■ Work instructions
In the records that follow, the lines from the one containing "indicate the white boundary" to the one containing "indicate the player's leg, a", inclusive, are to be given again exactly.

■ ■ ■ ■

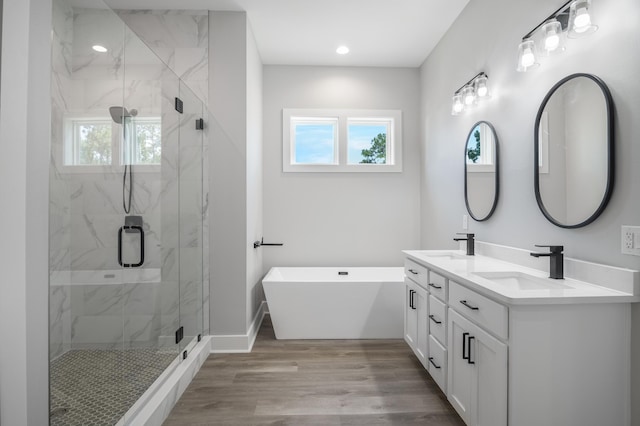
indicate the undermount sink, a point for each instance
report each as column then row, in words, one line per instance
column 449, row 256
column 522, row 281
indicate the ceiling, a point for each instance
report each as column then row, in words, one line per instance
column 384, row 33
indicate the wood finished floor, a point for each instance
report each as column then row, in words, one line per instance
column 314, row 382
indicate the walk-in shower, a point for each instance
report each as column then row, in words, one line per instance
column 126, row 270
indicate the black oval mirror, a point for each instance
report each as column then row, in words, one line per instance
column 573, row 151
column 481, row 183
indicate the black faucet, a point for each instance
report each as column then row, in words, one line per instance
column 470, row 242
column 556, row 259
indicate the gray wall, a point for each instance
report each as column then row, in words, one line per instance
column 24, row 164
column 340, row 219
column 485, row 38
column 254, row 176
column 235, row 84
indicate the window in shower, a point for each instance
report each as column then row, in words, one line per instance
column 335, row 140
column 93, row 142
column 89, row 143
column 147, row 144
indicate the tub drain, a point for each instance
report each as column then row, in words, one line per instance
column 58, row 412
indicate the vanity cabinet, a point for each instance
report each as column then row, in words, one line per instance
column 477, row 386
column 415, row 319
column 526, row 358
column 426, row 320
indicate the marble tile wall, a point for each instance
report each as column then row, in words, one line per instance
column 179, row 38
column 86, row 208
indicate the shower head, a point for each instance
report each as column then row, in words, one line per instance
column 120, row 113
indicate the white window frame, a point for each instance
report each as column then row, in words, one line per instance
column 68, row 148
column 487, row 154
column 345, row 117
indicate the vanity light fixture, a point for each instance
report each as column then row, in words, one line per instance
column 472, row 92
column 572, row 20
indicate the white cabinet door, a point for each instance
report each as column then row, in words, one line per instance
column 416, row 319
column 410, row 315
column 421, row 301
column 460, row 370
column 477, row 384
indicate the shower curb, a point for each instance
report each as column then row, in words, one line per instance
column 162, row 400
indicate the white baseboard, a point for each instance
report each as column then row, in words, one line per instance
column 239, row 343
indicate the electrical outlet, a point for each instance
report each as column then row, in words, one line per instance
column 630, row 239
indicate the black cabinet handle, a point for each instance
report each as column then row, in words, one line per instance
column 464, row 346
column 473, row 308
column 131, row 265
column 433, row 363
column 434, row 319
column 469, row 344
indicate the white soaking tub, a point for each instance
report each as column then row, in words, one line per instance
column 336, row 303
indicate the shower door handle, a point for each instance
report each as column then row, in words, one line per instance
column 134, row 228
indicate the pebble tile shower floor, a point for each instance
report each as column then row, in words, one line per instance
column 97, row 387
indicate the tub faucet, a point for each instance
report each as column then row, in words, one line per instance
column 556, row 261
column 470, row 242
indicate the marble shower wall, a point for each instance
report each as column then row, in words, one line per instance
column 180, row 39
column 91, row 297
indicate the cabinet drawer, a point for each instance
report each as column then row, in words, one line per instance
column 437, row 285
column 437, row 362
column 438, row 320
column 488, row 314
column 416, row 272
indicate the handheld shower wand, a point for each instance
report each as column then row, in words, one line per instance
column 120, row 116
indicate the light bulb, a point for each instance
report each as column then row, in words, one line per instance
column 582, row 21
column 480, row 83
column 457, row 106
column 469, row 96
column 551, row 42
column 526, row 55
column 528, row 58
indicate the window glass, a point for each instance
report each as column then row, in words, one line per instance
column 314, row 141
column 148, row 141
column 91, row 143
column 367, row 142
column 341, row 140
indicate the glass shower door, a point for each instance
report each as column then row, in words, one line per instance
column 191, row 213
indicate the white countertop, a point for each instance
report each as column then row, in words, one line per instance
column 463, row 269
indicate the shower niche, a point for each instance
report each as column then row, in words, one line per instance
column 126, row 218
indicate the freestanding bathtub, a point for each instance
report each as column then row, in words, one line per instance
column 336, row 303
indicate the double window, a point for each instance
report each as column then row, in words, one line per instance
column 94, row 142
column 342, row 140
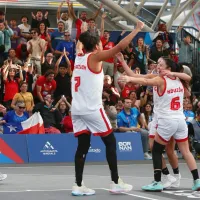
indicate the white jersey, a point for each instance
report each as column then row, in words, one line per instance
column 68, row 24
column 87, row 87
column 169, row 104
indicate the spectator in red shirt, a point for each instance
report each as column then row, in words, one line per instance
column 45, row 85
column 11, row 83
column 43, row 34
column 108, row 65
column 83, row 21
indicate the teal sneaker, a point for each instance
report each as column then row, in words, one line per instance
column 154, row 187
column 196, row 185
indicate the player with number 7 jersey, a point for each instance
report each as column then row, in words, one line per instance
column 88, row 115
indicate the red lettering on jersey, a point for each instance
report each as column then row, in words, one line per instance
column 83, row 67
column 175, row 90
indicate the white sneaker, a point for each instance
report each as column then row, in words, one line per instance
column 147, row 156
column 81, row 191
column 176, row 184
column 3, row 176
column 167, row 180
column 120, row 187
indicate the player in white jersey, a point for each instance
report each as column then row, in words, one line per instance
column 171, row 121
column 168, row 180
column 88, row 115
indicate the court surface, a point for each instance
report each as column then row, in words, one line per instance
column 54, row 182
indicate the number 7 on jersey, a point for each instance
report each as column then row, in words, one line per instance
column 77, row 79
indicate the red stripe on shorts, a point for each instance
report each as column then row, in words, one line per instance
column 81, row 132
column 104, row 119
column 182, row 140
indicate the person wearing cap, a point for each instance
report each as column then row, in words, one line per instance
column 17, row 115
column 50, row 115
column 69, row 47
column 63, row 78
column 5, row 36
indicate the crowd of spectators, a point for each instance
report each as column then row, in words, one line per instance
column 37, row 63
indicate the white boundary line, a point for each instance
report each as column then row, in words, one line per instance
column 134, row 195
column 24, row 191
column 62, row 166
column 90, row 176
column 55, row 190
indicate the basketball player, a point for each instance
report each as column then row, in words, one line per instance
column 88, row 115
column 171, row 121
column 168, row 180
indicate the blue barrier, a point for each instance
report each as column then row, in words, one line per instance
column 13, row 149
column 62, row 147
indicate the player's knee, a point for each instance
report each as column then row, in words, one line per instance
column 157, row 148
column 83, row 144
column 109, row 141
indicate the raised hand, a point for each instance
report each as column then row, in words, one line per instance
column 124, row 79
column 46, row 14
column 104, row 15
column 140, row 25
column 32, row 14
column 120, row 57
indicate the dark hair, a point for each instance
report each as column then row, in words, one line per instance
column 146, row 115
column 198, row 111
column 2, row 13
column 48, row 72
column 106, row 31
column 44, row 29
column 91, row 19
column 39, row 11
column 11, row 50
column 24, row 17
column 63, row 65
column 89, row 41
column 22, row 83
column 175, row 68
column 35, row 29
column 127, row 98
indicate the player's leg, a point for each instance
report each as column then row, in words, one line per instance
column 83, row 135
column 181, row 138
column 99, row 125
column 80, row 156
column 166, row 128
column 167, row 178
column 117, row 185
column 3, row 176
column 173, row 160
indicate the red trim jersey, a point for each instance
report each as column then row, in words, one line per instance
column 87, row 87
column 169, row 103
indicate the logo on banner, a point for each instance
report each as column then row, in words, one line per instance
column 91, row 150
column 125, row 146
column 49, row 150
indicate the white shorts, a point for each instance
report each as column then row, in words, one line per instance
column 152, row 126
column 172, row 127
column 96, row 123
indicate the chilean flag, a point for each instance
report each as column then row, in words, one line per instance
column 33, row 125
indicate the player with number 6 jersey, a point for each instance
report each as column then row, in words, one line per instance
column 171, row 122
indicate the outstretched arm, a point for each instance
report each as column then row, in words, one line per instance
column 128, row 71
column 104, row 55
column 97, row 12
column 59, row 9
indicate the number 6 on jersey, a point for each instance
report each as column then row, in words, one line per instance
column 77, row 79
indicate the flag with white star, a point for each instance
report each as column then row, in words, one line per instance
column 11, row 128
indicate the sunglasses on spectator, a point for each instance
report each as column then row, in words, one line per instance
column 21, row 107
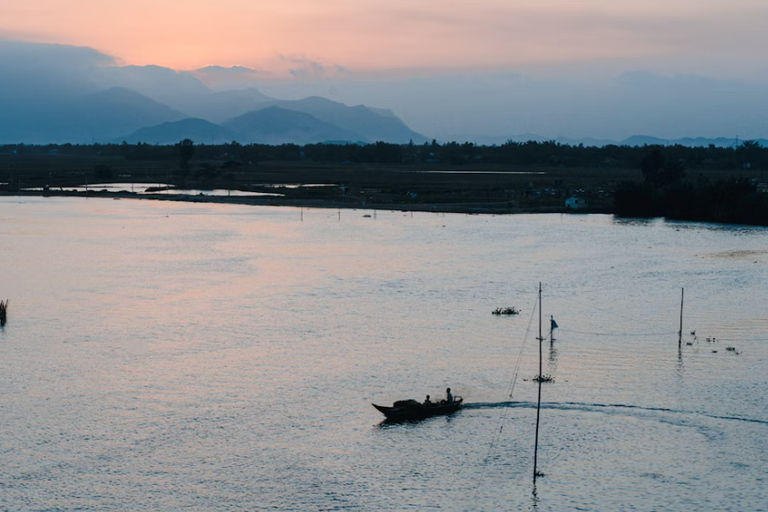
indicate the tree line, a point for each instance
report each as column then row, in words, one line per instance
column 747, row 155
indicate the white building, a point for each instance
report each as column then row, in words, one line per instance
column 576, row 203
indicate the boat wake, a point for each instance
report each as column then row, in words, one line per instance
column 607, row 408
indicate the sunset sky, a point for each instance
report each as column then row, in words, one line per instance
column 383, row 35
column 603, row 68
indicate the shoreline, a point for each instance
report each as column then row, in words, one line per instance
column 476, row 208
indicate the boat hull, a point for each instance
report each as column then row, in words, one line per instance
column 418, row 411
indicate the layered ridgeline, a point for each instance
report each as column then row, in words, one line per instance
column 44, row 102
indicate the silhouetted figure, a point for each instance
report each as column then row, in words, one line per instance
column 3, row 312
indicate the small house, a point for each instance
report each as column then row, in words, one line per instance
column 576, row 203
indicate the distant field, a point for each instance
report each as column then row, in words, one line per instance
column 504, row 187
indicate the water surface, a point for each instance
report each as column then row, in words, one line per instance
column 177, row 356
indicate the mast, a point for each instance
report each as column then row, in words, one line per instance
column 538, row 404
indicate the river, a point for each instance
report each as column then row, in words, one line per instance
column 179, row 356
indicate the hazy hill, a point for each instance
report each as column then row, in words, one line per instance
column 198, row 130
column 218, row 107
column 275, row 125
column 103, row 116
column 373, row 125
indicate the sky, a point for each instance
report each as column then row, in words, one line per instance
column 432, row 55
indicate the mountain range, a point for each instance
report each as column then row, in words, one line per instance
column 42, row 104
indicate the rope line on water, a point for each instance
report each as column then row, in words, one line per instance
column 510, row 391
column 622, row 334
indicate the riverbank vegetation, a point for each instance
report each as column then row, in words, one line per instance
column 719, row 184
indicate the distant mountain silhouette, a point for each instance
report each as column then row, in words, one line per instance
column 373, row 124
column 198, row 130
column 218, row 107
column 103, row 116
column 275, row 125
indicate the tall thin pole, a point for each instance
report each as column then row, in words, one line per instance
column 538, row 405
column 680, row 333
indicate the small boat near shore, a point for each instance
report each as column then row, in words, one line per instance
column 404, row 410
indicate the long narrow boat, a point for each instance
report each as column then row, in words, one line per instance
column 413, row 410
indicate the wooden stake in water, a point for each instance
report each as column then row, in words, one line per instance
column 680, row 333
column 538, row 404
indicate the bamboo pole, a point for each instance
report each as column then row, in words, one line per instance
column 680, row 333
column 538, row 404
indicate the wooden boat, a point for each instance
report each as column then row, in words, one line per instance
column 412, row 410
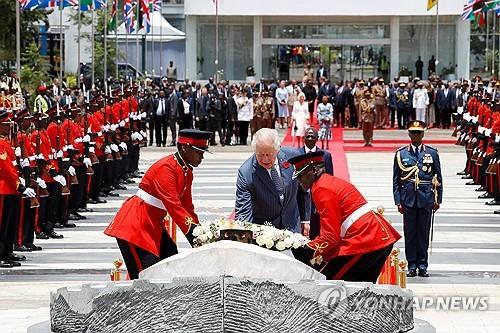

■ ■ ■ ■

■ Finished exercise
indicate the white boundary line, a point for each instance
report each as column then row, in words, one line per instance
column 134, row 195
column 24, row 191
column 62, row 166
column 90, row 176
column 55, row 190
indicate the basketball player, a point for each instance
report each as column then row, in words, one line per instance
column 88, row 115
column 171, row 121
column 168, row 180
indicate the blue barrier, a point for each instance
report each as column then row, in words, one line per instance
column 13, row 149
column 62, row 147
indicate the player's knee, a point for each instance
report each as column then row, in words, one line per instance
column 157, row 148
column 83, row 144
column 109, row 141
indicate the raised hand, a point for each instance
report each as column then row, in words, one line per instance
column 124, row 79
column 46, row 14
column 104, row 15
column 140, row 25
column 32, row 14
column 120, row 57
indicate the dark hair, a point for each instance
report each as column then row, in words, one line per instance
column 146, row 115
column 198, row 111
column 2, row 13
column 48, row 72
column 106, row 31
column 44, row 29
column 91, row 19
column 39, row 11
column 11, row 50
column 24, row 17
column 63, row 65
column 89, row 41
column 22, row 83
column 175, row 68
column 35, row 29
column 127, row 98
indicate the player's leg, a point for each instance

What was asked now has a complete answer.